>> start Excerpt to read
Re: problem with models and foreign keys

[[EMAIL PROTECTED]]

Because the link table is created after the Bookmarks one that would
be a reference to a non-existant table, if you use the sqlall command
instead you will see that the tables are altered to add the
constraint.

On Jul 1, 1:57 am, KevinTran <[EMAIL PROTECTED]> wrote:
> Hi I'm currently reading Learning Website Development with Django and
> I'm having a problem with models.  Here is my models.py:
>
> from django.db import models
> from django.contrib.auth.models import User
>
> class Link(models.Model):
>     url = models.URLField(unique=True)
>
> class Bookmark(models.Model):
>     title = models.CharField(maxlength=200)
>     link = models.ForeignKey(Link)
>     user = models.ForeignKey(User)
>> end Excerpt to read
- Task set -
1. Echo everything in the Django foreign-key thread from "On Jul 1, 1:57 am, KevinTran" down to "link = models.ForeignKey(Link)".
2. Carry on the Django foreign-key thread from the point where it stops.
>> start Dataset entries
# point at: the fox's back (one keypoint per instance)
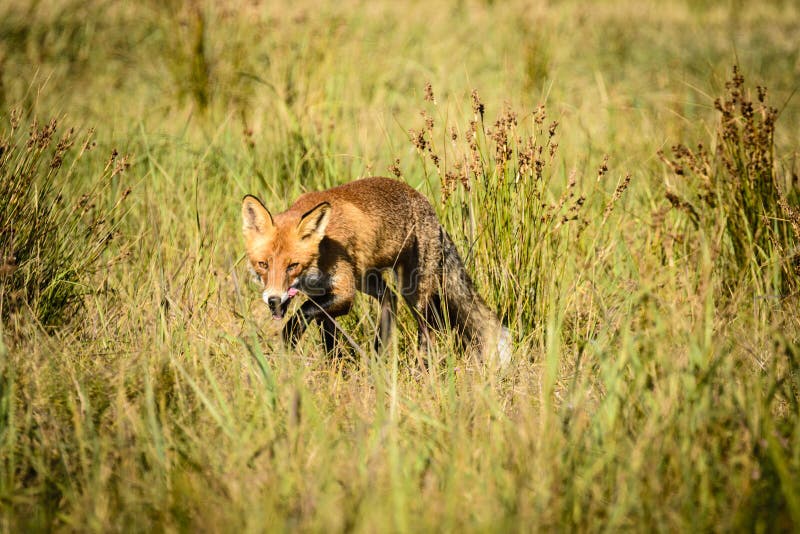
(375, 219)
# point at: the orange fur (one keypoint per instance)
(329, 244)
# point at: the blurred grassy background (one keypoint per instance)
(655, 383)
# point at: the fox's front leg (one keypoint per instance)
(336, 302)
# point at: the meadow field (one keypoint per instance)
(621, 179)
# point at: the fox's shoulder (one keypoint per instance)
(376, 194)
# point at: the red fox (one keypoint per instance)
(331, 243)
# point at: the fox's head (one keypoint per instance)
(283, 253)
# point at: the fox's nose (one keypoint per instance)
(274, 302)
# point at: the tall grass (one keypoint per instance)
(654, 383)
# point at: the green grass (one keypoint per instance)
(656, 374)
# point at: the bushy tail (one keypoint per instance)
(467, 311)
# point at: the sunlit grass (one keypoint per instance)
(655, 376)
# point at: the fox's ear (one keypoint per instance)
(314, 222)
(255, 217)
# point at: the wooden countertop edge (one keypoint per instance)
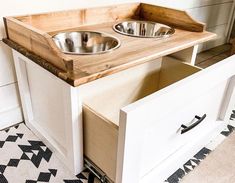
(80, 78)
(40, 61)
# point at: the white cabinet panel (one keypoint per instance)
(7, 71)
(221, 39)
(212, 15)
(9, 97)
(10, 110)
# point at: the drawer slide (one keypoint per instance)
(95, 171)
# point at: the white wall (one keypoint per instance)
(213, 12)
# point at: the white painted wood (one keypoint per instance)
(139, 118)
(23, 87)
(221, 36)
(7, 70)
(9, 97)
(51, 110)
(10, 117)
(10, 109)
(180, 157)
(220, 30)
(229, 101)
(187, 55)
(212, 15)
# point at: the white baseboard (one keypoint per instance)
(10, 117)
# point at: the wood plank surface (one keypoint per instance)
(34, 34)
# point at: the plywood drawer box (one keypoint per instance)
(149, 106)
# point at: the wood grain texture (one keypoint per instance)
(102, 111)
(176, 18)
(34, 33)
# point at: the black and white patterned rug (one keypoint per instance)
(202, 154)
(26, 159)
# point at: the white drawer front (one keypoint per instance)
(138, 129)
(165, 135)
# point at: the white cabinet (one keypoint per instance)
(152, 109)
(7, 70)
(10, 110)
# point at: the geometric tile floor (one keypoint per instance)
(202, 154)
(26, 159)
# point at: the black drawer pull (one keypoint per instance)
(187, 128)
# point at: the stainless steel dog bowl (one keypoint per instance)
(145, 29)
(85, 42)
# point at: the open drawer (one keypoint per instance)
(133, 119)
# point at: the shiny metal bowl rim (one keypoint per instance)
(151, 22)
(97, 53)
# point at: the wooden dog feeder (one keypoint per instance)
(34, 33)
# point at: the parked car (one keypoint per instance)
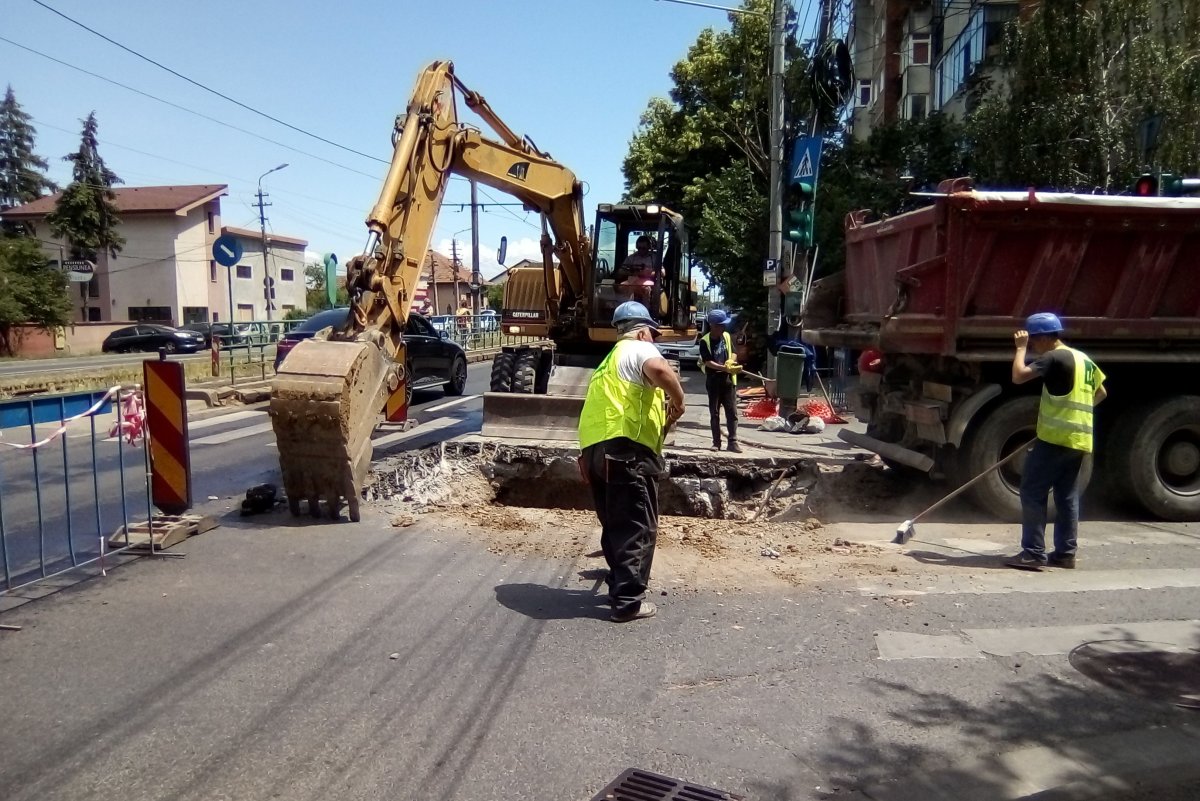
(433, 360)
(687, 353)
(240, 332)
(147, 336)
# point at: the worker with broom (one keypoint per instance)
(1072, 386)
(720, 367)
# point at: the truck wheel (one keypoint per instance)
(1007, 427)
(502, 372)
(525, 371)
(1159, 464)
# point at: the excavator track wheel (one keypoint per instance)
(525, 371)
(502, 372)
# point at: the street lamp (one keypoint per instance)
(268, 282)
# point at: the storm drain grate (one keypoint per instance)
(643, 786)
(1156, 670)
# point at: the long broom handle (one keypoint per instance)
(975, 481)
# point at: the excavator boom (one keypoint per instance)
(328, 393)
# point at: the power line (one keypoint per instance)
(208, 89)
(184, 108)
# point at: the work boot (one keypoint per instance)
(1067, 561)
(1025, 560)
(645, 609)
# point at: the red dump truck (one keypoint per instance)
(940, 291)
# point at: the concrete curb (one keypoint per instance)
(1089, 769)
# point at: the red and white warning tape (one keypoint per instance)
(61, 429)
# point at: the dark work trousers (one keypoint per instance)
(720, 395)
(1050, 468)
(624, 480)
>> end Dataset entries
- Responses -
1.
On Jul 1, 1:57 am, KevinTran <[EMAIL PROTECTED]> wrote:
> Hi I'm currently reading Learning Website Development with Django and
> I'm having a problem with models.  Here is my models.py:
>
> from django.db import models
> from django.contrib.auth.models import User
>
> class Link(models.Model):
>     url = models.URLField(unique=True)
>
> class Bookmark(models.Model):
>     title = models.CharField(maxlength=200)
>     link = models.ForeignKey(Link)

2.
>
> The book says that if I run "python manage.py syncdb" and then "python
> manage.py sql bookmarks" then I should get the following:
>
> BEGIN;
> CREATE TABLE "bookmarks_bookmark" (
>     "id" integer NOT NULL PRIMARY KEY,
>     "title" varchar(200) NOT NULL,
>     "user_id" integer NOT NULL REFERENCES
>       "auth_user" ("id"),
>     "link_id" integer NOT NULL REFERENCES
>       "bookmarks_link" ("id"),
> );
> CREATE TABLE "bookmarks_link" (
>     "id" integer NOT NULL PRIMARY KEY,
>     "url" varchar(200) NOT NULL UNIQUE
> );
> COMMIT;
>
> What I actually get is:
>
> BEGIN;
> CREATE TABLE "bookmarks_bookmark" (
>     "id" integer NOT NULL PRIMARY KEY,
>     "title" varchar(200) NOT NULL,
>     "link_id" integer NOT NULL,
>     "user_id" integer NOT NULL REFERENCES "auth_user" ("id")
> );
> CREATE TABLE "bookmarks_link" (
>     "id" integer NOT NULL PRIMARY KEY,
>     "url" varchar(200) NOT NULL UNIQUE
> );
> COMMIT;
>
> Why does the link_id not get referenced as a foreign key the way the
> user_id does?  I have a feeling that this is very simple, but I can't
> get my head around it.  Thank you.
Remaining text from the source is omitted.